Task prompt: Copy the rows below without any change, starting with the line that contains "[segment] white soap pump" and continuing through the end of the rows.
-- begin --
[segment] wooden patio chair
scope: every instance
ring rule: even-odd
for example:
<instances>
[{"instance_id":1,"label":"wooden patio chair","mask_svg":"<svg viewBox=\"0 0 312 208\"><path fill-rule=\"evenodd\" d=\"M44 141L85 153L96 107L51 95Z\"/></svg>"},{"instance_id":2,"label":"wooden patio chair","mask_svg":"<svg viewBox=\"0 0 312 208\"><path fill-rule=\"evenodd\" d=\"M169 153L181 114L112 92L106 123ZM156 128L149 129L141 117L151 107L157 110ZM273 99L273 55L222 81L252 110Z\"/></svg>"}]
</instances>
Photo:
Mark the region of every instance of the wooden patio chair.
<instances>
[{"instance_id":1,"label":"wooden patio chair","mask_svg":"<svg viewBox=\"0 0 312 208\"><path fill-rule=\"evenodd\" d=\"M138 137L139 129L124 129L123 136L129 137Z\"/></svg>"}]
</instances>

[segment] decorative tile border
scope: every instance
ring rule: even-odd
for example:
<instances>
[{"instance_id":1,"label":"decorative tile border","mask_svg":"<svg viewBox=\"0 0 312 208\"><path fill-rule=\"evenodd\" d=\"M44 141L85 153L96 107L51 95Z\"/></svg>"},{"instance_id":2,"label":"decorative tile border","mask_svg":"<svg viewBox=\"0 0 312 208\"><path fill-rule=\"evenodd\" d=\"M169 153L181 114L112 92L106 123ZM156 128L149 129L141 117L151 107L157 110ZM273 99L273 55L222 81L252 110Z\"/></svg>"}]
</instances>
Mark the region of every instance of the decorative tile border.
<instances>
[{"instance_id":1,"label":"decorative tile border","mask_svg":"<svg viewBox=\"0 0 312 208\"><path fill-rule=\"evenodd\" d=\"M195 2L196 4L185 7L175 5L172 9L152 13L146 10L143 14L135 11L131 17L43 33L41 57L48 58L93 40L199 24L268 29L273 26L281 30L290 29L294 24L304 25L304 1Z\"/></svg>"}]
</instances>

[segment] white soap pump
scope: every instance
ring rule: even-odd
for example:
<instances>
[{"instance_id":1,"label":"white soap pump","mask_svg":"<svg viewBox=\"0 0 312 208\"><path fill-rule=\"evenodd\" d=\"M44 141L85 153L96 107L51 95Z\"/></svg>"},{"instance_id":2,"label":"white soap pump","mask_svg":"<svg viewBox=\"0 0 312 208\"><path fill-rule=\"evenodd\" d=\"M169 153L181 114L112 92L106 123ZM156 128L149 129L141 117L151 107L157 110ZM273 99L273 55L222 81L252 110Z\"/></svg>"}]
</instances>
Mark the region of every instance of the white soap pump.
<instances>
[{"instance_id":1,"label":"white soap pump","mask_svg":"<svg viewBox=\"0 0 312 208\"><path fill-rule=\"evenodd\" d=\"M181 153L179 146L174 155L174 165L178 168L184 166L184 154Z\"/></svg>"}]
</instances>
-- end --
Written answer:
[segment] white soap pump
scope: every instance
ring rule: even-odd
for example:
<instances>
[{"instance_id":1,"label":"white soap pump","mask_svg":"<svg viewBox=\"0 0 312 208\"><path fill-rule=\"evenodd\" d=\"M44 141L85 153L96 107L51 95Z\"/></svg>"},{"instance_id":2,"label":"white soap pump","mask_svg":"<svg viewBox=\"0 0 312 208\"><path fill-rule=\"evenodd\" d=\"M169 153L181 114L112 92L106 123ZM156 128L149 129L141 117L151 107L157 110ZM273 99L273 55L222 81L252 110Z\"/></svg>"}]
</instances>
Mark the region of every instance of the white soap pump.
<instances>
[{"instance_id":1,"label":"white soap pump","mask_svg":"<svg viewBox=\"0 0 312 208\"><path fill-rule=\"evenodd\" d=\"M181 153L179 146L174 155L174 165L178 168L184 166L184 154Z\"/></svg>"}]
</instances>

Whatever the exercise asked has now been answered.